**TASK DATA**
################

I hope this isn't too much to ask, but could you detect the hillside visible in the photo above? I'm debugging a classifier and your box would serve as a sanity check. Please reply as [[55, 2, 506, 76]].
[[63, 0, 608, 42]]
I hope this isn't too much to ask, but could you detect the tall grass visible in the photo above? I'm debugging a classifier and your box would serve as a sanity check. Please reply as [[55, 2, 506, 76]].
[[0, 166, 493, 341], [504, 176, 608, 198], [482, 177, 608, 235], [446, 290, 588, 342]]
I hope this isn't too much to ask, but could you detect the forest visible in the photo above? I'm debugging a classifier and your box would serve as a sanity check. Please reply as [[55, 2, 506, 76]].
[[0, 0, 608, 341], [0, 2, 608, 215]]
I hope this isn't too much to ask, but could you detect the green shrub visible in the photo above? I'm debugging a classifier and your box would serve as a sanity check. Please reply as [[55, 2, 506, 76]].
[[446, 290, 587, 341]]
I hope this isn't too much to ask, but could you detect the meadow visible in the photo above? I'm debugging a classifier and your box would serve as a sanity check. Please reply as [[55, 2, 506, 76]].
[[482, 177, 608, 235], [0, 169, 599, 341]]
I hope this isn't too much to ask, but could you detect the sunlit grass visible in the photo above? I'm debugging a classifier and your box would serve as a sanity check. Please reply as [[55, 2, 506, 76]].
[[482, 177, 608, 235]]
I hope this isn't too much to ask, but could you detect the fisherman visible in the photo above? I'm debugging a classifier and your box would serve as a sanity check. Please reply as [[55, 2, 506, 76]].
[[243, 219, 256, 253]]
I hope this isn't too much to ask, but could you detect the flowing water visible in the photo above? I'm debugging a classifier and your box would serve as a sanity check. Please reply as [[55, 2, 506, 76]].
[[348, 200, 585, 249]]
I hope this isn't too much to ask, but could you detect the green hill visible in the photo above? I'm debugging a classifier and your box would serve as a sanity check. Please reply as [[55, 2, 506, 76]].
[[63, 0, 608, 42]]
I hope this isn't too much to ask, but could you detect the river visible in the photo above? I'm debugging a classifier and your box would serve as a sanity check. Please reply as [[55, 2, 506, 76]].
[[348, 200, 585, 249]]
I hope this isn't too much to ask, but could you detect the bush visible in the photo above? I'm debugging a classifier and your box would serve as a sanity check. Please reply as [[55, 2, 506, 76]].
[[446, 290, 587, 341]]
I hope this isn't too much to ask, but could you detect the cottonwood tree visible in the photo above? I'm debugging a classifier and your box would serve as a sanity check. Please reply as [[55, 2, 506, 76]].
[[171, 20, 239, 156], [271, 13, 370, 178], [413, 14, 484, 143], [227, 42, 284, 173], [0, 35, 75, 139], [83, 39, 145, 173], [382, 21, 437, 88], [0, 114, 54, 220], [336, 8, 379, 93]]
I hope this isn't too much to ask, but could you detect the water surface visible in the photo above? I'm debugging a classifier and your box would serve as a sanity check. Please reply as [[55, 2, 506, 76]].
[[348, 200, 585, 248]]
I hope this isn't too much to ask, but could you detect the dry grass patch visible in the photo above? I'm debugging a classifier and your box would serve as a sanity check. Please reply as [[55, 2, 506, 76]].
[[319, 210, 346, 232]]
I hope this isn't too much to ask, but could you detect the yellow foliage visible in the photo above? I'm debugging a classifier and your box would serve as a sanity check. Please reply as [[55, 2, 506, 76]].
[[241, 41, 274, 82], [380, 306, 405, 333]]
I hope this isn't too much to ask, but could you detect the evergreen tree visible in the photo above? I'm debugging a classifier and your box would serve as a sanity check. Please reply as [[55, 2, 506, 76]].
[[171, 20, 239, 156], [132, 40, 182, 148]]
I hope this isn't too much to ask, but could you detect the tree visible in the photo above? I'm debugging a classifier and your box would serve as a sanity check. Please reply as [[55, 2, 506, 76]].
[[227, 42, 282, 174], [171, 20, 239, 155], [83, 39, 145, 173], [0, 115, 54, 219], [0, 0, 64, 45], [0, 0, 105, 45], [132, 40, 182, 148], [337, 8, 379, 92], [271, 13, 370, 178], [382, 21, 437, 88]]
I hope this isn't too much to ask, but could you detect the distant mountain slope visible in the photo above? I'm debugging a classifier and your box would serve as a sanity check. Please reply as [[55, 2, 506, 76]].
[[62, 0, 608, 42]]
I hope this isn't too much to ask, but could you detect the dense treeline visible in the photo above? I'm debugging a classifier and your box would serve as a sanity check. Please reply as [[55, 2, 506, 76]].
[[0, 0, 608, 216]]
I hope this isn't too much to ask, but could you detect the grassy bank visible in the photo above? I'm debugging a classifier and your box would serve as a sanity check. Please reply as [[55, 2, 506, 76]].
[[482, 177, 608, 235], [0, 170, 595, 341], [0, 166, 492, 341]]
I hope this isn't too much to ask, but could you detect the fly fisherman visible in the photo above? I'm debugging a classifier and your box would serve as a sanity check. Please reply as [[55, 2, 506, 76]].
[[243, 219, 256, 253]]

################

Retype all of the data above, keeping every line identical to the original.

**EXERCISE OUTPUT**
I hope this isn't too much to ask, but could you detect the hillside visible in the photo above? I'm debugging a classifier and your box would serve as a sanity check. Please reply as [[55, 2, 506, 76]].
[[63, 0, 608, 42]]
I hope this isn't too much to ask, but could you detect the tall grass visible in the photo above? I'm debugging a classifier and your box would serve as a sanity check. Please reply as [[55, 2, 506, 76]].
[[0, 166, 493, 341], [504, 176, 608, 198], [482, 177, 608, 235], [446, 290, 588, 342]]
I hope this isn't too much to ask, but could you detect the forest visible in the photo above? I'm debugging a classifier and your box would serve as a sanity check. Please reply as [[55, 2, 506, 76]].
[[0, 0, 608, 341], [0, 2, 608, 215]]
I hope this isn't too much to ask, but could you detect the green shrub visible in the photo above? I'm debugging a classifier and your box would serve as a sanity check. Please reply as [[55, 2, 506, 76]].
[[446, 290, 587, 341]]
I hope this isn't too much to ask, but could you detect the meadow visible in the photo above? I'm debugging a classifier and your box would serve as a sanity check. Please reply as [[55, 2, 506, 76]].
[[482, 177, 608, 235], [0, 169, 599, 341]]
I hope this isn't too much to ask, but could you detect the sunlit grass visible in the photo above? I'm debugging a classifier and your box would serve as a sanity check. Please reply as [[55, 2, 506, 76]].
[[482, 177, 608, 235]]
I hope this isn't too much to ask, but could you detect the fisherman visible in the photo above? I'm debugging a classifier and your box would serve as a sanity check. Please reply as [[55, 2, 506, 76]].
[[243, 219, 256, 253]]
I hope this isn't too much to ask, but could you detect the flowing water visible in the photo above? I'm debugging a classifier and your box would serve as a sanity check. Please reply as [[55, 2, 506, 76]].
[[348, 200, 585, 249]]
I hope this isn't too much to ask, but could you detect the green hill visible in the photo above? I'm debugging a classifier and your box would serve as a sanity check. Please reply as [[55, 2, 506, 76]].
[[63, 0, 608, 42]]
I hope this isn't too much to ask, but could you detect the river visible in the photo above? I'm debugging a classifier and your box would serve as a sanity check. Please reply as [[55, 2, 506, 76]].
[[348, 200, 585, 249]]
I hope this isn't too much to ask, but could you detect the bush visible in the photo above? I'm debugging a classifier and your box would serve as a sanity check. Please reply as [[55, 2, 506, 76]].
[[446, 290, 587, 341]]
I hope this isn't too much to ask, but could you detect the cottonwood tree visible in the photo above? I'm debugging a classifier and your box would serve as a sanity check. Please reply as [[55, 2, 506, 76]].
[[171, 20, 239, 156], [271, 13, 370, 178], [413, 14, 484, 143], [227, 42, 284, 173], [0, 35, 75, 139], [83, 39, 145, 173], [382, 21, 437, 88], [0, 114, 54, 220], [336, 8, 379, 93]]
I hope this isn't too much to ask, but could you detect the water surface visible in the photo above? I'm debugging a classifier and your box would serve as a sanity check. Please reply as [[55, 2, 506, 76]].
[[348, 200, 585, 248]]
I hope this isn't too much to ask, but could you detect the dry grass patch visible in the photo above? I'm debugging a classifier and your box would serve as a sanity check. Please reply as [[55, 2, 506, 76]].
[[319, 210, 346, 232]]
I hope this isn't too much to ask, but could you detect the yellow foliage visible in the photo above? I'm debugging a classifier and your box would serve as a sanity check. Please reply as [[55, 2, 506, 76]].
[[241, 41, 274, 82], [380, 306, 405, 333]]
I hope this isn't too much to ask, but could you detect the evergreen tree visible in the photo above? I'm debugging a classifier and your box would serve as a sanity check. Please reply as [[55, 2, 506, 76]].
[[171, 20, 239, 156], [132, 40, 182, 148]]
I hope this isn't too much to ask, but could you detect the tree visible in the photo above? I'm debugging a classifier and your box would serve as a sanity check. Please reply as [[55, 2, 506, 76]].
[[227, 42, 282, 174], [171, 20, 239, 155], [83, 39, 145, 173], [0, 115, 54, 219], [0, 0, 64, 45], [0, 0, 105, 45], [132, 40, 182, 148], [337, 8, 379, 92], [271, 13, 370, 178], [382, 21, 437, 88]]
I hope this isn't too much to ask, but could you detect the distant mountain slope visible in the photo above? I'm debugging a classifier and your box would serve as a sanity check. Please reply as [[55, 2, 506, 76]].
[[62, 0, 608, 42]]
I hope this isn't too much to ask, but could you detect the dense treeline visible in the photo above? I'm debugging a classifier and your box would serve as a sanity check. Please reply as [[55, 2, 506, 76]].
[[0, 0, 608, 216]]
I hope this isn't too much to ask, but could you detect the grassy bank visible in the photo above? I'm debugging a classifier and your box would serve as a sanity check. Please reply as [[55, 2, 506, 76]].
[[482, 177, 608, 235], [0, 170, 595, 341], [0, 166, 492, 341]]
I hope this isn't too much to ask, but could you detect the fly fisherman visible in the photo above? I'm debugging a classifier and your box would serve as a sanity check. Please reply as [[55, 2, 506, 76]].
[[243, 219, 256, 253]]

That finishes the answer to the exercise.